EXERCISE DESCRIPTION
Please transcribe exactly, and only, the lines of the data below between the line holding "box: [636, 513, 659, 530]" and the line holding "positive clicks: (480, 486)", inclusive.

(INPUT begins)

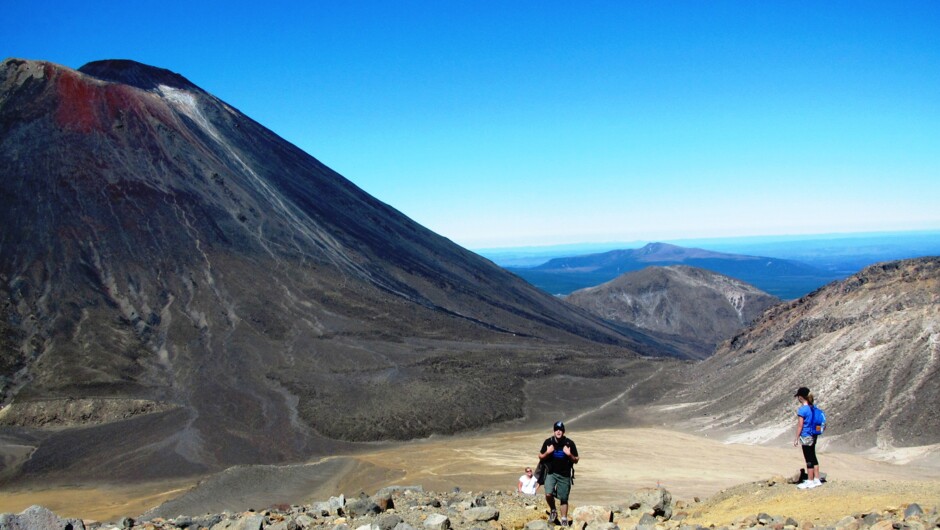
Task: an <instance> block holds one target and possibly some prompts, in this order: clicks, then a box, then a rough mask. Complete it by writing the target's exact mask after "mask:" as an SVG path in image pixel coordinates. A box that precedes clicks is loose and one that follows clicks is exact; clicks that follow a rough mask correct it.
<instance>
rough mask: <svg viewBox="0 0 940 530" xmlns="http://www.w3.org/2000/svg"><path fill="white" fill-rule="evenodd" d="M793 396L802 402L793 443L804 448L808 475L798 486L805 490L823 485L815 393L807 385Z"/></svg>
mask: <svg viewBox="0 0 940 530" xmlns="http://www.w3.org/2000/svg"><path fill="white" fill-rule="evenodd" d="M793 397H795V398H796V399H797V400H799V402H800V408H799V409H798V410H797V411H796V416H797V418H798V420H799V421H798V422H797V426H796V439H795V440H793V445H800V446H802V448H803V459H804V460H806V477H807V478H806V480H805V481H803V482H801V483H800V484H799V485H797V487H798V488H800V489H801V490H805V489H811V488H815V487H818V486H822V481H820V480H819V460H818V459H817V458H816V429H815V427H814V426H813V414H815V407H814V406H813V401H814V398H813V393H812V392H810V391H809V389H808V388H806V387H805V386H801V387H800V388H799V390H797V391H796V394H794V395H793Z"/></svg>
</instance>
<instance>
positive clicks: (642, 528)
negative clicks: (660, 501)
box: [636, 513, 659, 530]
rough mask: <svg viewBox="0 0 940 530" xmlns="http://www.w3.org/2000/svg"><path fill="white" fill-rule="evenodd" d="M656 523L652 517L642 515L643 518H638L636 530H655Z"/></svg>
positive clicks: (645, 514)
mask: <svg viewBox="0 0 940 530" xmlns="http://www.w3.org/2000/svg"><path fill="white" fill-rule="evenodd" d="M658 522H659V521H657V520H656V518H655V517H653V516H652V515H650V514H648V513H644V514H643V517H640V522H638V523H637V524H636V530H656V523H658Z"/></svg>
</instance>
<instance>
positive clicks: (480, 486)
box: [0, 424, 940, 524]
mask: <svg viewBox="0 0 940 530" xmlns="http://www.w3.org/2000/svg"><path fill="white" fill-rule="evenodd" d="M549 434H550V433H548V432H535V431H525V432H512V433H491V434H485V435H477V436H456V437H442V438H434V439H430V440H424V441H415V442H409V443H405V444H401V445H398V446H395V447H392V448H386V449H378V450H375V451H371V452H367V453H362V454H357V455H351V457H352V458H353V459H355V460H357V461H358V462H359V463H360V465H359V466H356V467H355V471H353V472H348V473H347V474H346V475H345V476H343V477H324V478H323V480H324V483H326V481H327V480H329V481H333V482H332V483H333V484H335V485H337V486H335V487H336V488H337V490H338V491H336V492H335V493H337V494H338V493H344V494H346V495H347V496H350V495H356V494H358V493H359V492H360V491H365V492H367V493H373V492H375V491H376V490H378V489H379V488H381V487H384V486H387V485H392V484H399V485H416V484H418V485H422V486H423V487H424V488H425V489H428V490H436V491H451V490H453V489H454V488H455V487H459V488H461V489H462V490H464V491H468V490H469V491H488V490H510V489H514V488H515V485H516V481H517V479H518V477H519V475H520V474H521V473H522V470H523V468H524V467H525V466H527V465H534V464H535V461H536V453H537V452H538V449H539V446H540V445H541V442H542V440H544V439H545V438H546V437H547V436H548V435H549ZM568 434H569V435H570V437H571V438H572V439H573V440H575V442H576V443H577V445H578V449H579V452H580V454H581V457H582V458H581V463H579V464H578V466H577V478H576V482H575V486H574V489H573V491H572V497H571V499H572V504H573V505H587V504H608V503H616V502H619V501H621V500H622V499H623V498H624V496H625V493H626V492H629V491H632V490H634V489H637V488H641V487H650V486H653V487H655V486H662V487H665V488H666V489H668V490H669V491H670V492H672V494H673V497H674V498H676V499H683V500H692V499H693V498H694V497H699V498H701V499H707V498H710V497H711V499H709V500H708V501H707V502H705V503H702V504H700V505H699V506H698V507H697V508H696V509H697V510H698V511H700V512H702V514H701V515H700V516H699V517H700V518H701V519H702V520H705V519H708V520H709V521H710V522H715V523H719V524H726V523H728V522H730V521H732V520H733V519H734V518H736V517H740V516H741V515H754V514H756V513H759V512H767V513H771V514H774V515H792V516H797V515H799V514H800V513H804V511H808V510H811V509H815V510H816V511H817V512H818V514H819V515H817V517H825V515H822V514H823V513H824V510H822V509H821V508H820V506H821V505H820V504H819V503H818V500H819V499H825V500H826V501H825V506H827V507H831V508H832V512H833V513H834V514H836V515H838V518H841V516H843V515H847V514H850V513H857V512H859V511H864V510H868V509H872V508H878V509H882V508H885V507H888V506H892V505H894V506H897V505H900V504H902V503H909V502H920V503H923V505H924V507H925V508H926V507H927V506H935V505H940V494H938V491H940V468H936V467H925V466H923V465H917V464H909V465H894V464H888V463H884V462H878V461H874V460H871V459H868V458H864V457H862V456H858V455H849V454H840V453H827V452H825V451H823V452H821V453H820V462H821V464H822V469H823V471H824V472H826V473H827V474H828V476H829V479H830V483H829V484H827V485H826V486H824V487H822V488H819V489H817V490H813V491H811V492H798V491H797V490H796V489H795V488H794V487H793V486H790V485H786V486H783V485H781V486H779V487H774V488H757V489H754V488H755V487H754V486H748V487H749V488H751V490H753V491H751V490H748V492H747V493H746V494H745V495H743V496H742V497H741V498H739V499H737V500H735V501H733V502H731V501H729V502H728V503H727V504H722V502H724V501H722V497H721V496H722V495H724V494H722V493H720V492H722V490H726V489H728V488H732V487H735V486H739V485H742V484H747V483H751V482H756V481H763V480H766V479H769V478H771V477H773V476H777V475H792V474H793V473H794V472H795V471H796V470H797V469H799V467H800V466H801V455H800V453H799V451H798V450H797V449H796V448H793V447H789V446H788V447H765V446H753V445H740V444H725V443H722V442H721V441H718V440H713V439H709V438H705V437H701V436H694V435H691V434H686V433H680V432H675V431H668V430H664V429H600V430H587V431H578V430H577V428H576V424H575V425H572V426H571V427H570V428H569V432H568ZM186 486H188V485H187V484H180V483H159V484H149V485H148V484H137V485H133V486H129V487H121V486H110V487H104V488H102V487H82V486H71V487H59V488H48V489H45V490H42V491H38V490H33V491H15V490H8V491H3V492H2V495H0V513H2V512H19V511H22V510H23V509H25V508H27V507H29V506H30V505H32V504H42V505H44V506H46V507H48V508H50V509H52V510H54V511H56V512H57V513H59V514H61V515H65V516H69V517H84V518H90V519H96V520H104V521H108V520H113V519H115V518H116V517H120V516H123V515H130V516H137V515H139V514H140V513H143V512H144V511H146V510H148V509H150V508H153V507H154V506H156V505H157V504H159V503H160V502H161V501H162V500H165V499H167V498H172V497H174V496H176V495H177V494H178V492H179V491H180V489H181V488H185V487H186ZM251 487H252V485H251V484H249V485H247V486H246V488H251ZM255 487H256V486H255ZM742 487H743V486H742ZM754 491H757V492H758V493H756V494H755V493H754ZM313 493H314V492H313V491H311V490H310V489H307V490H305V491H296V492H292V494H291V495H292V498H286V496H285V498H278V499H275V500H266V499H263V498H259V499H258V501H259V503H262V502H268V501H270V502H274V501H277V502H297V503H299V502H310V501H313V500H325V499H321V498H317V499H312V498H310V496H311V495H312V494H313ZM200 494H201V495H202V496H206V495H208V496H212V495H217V496H223V495H234V494H237V495H239V496H241V497H245V496H246V495H251V494H252V492H251V491H248V490H247V489H246V490H245V491H239V492H231V491H221V490H220V491H218V492H212V491H210V492H205V491H203V492H200ZM316 494H318V495H321V496H322V494H323V493H322V491H318V492H316ZM798 494H808V495H798ZM810 495H812V496H813V497H810ZM807 499H816V501H809V502H810V504H808V505H807V504H806V502H807ZM268 505H270V504H268ZM262 507H263V506H261V505H260V504H259V505H257V506H251V508H262ZM246 508H248V507H246ZM705 510H707V511H705Z"/></svg>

(INPUT ends)

EXERCISE ANSWER
box: [636, 513, 659, 530]
rough mask: <svg viewBox="0 0 940 530" xmlns="http://www.w3.org/2000/svg"><path fill="white" fill-rule="evenodd" d="M656 523L652 517L642 515L643 518H638L636 530H655Z"/></svg>
positive clicks: (645, 514)
mask: <svg viewBox="0 0 940 530" xmlns="http://www.w3.org/2000/svg"><path fill="white" fill-rule="evenodd" d="M658 522H659V521H657V520H656V518H655V517H653V516H652V515H650V514H648V513H644V514H643V517H640V522H638V523H637V524H636V530H656V523H658Z"/></svg>
</instance>
<instance>
positive clicks: (480, 486)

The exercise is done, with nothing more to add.